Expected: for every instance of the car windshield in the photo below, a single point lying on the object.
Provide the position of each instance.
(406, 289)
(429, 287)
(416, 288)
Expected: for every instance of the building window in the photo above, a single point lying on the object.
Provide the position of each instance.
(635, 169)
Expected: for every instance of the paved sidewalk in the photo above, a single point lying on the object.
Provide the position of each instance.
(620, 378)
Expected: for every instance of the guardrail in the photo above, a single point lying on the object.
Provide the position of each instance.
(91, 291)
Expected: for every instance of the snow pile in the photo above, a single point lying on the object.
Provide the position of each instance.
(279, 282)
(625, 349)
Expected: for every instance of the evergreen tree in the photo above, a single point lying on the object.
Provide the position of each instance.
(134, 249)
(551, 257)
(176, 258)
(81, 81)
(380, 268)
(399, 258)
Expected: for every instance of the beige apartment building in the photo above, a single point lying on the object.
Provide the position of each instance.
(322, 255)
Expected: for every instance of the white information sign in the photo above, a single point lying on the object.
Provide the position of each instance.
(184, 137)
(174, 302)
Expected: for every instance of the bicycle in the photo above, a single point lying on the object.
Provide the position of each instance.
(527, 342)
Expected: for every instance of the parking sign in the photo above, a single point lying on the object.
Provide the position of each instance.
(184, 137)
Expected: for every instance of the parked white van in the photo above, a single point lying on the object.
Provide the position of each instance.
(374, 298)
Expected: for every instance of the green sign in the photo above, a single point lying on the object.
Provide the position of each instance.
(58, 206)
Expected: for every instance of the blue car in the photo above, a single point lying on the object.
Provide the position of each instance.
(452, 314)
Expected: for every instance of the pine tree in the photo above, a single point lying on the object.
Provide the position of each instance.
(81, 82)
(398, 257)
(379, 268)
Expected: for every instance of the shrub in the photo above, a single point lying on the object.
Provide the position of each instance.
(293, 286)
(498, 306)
--
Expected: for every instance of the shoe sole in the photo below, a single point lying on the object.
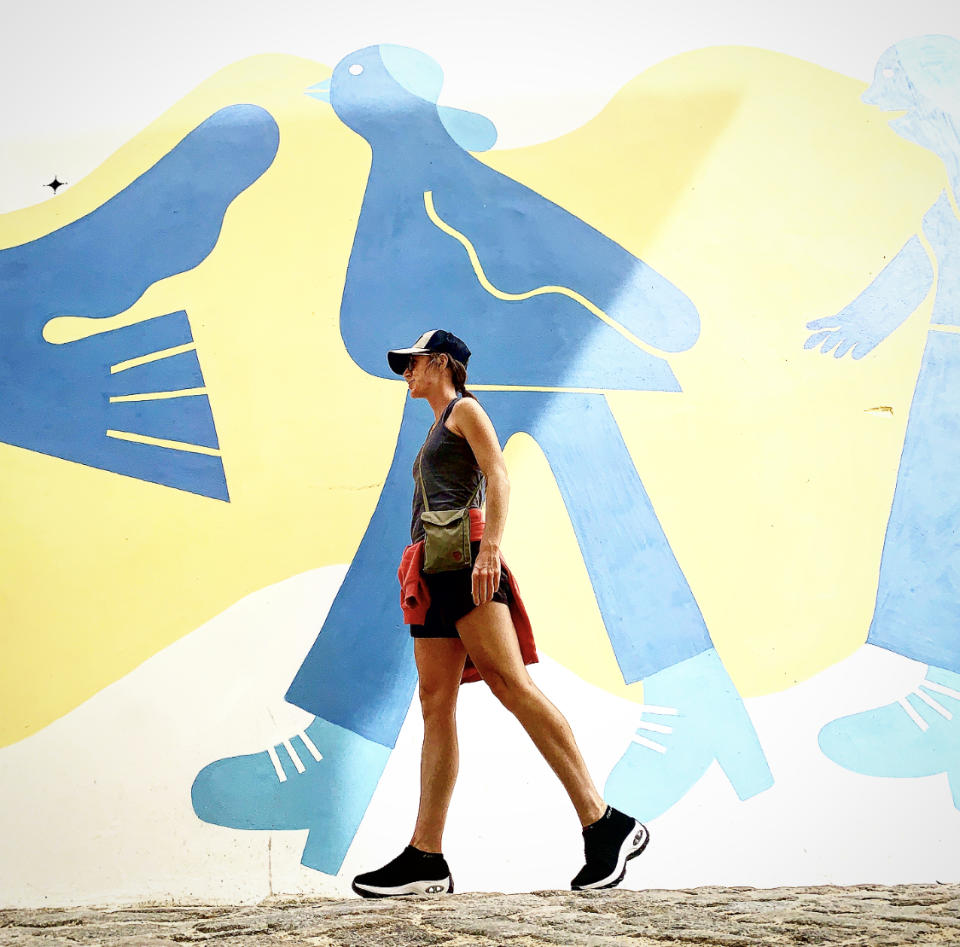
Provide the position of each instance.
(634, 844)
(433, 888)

» **OBJECTIVE**: How many lines of the data above contain the string "sign", matching case exactly? Give only the number.

» **ANSWER TO THE TASK**: 3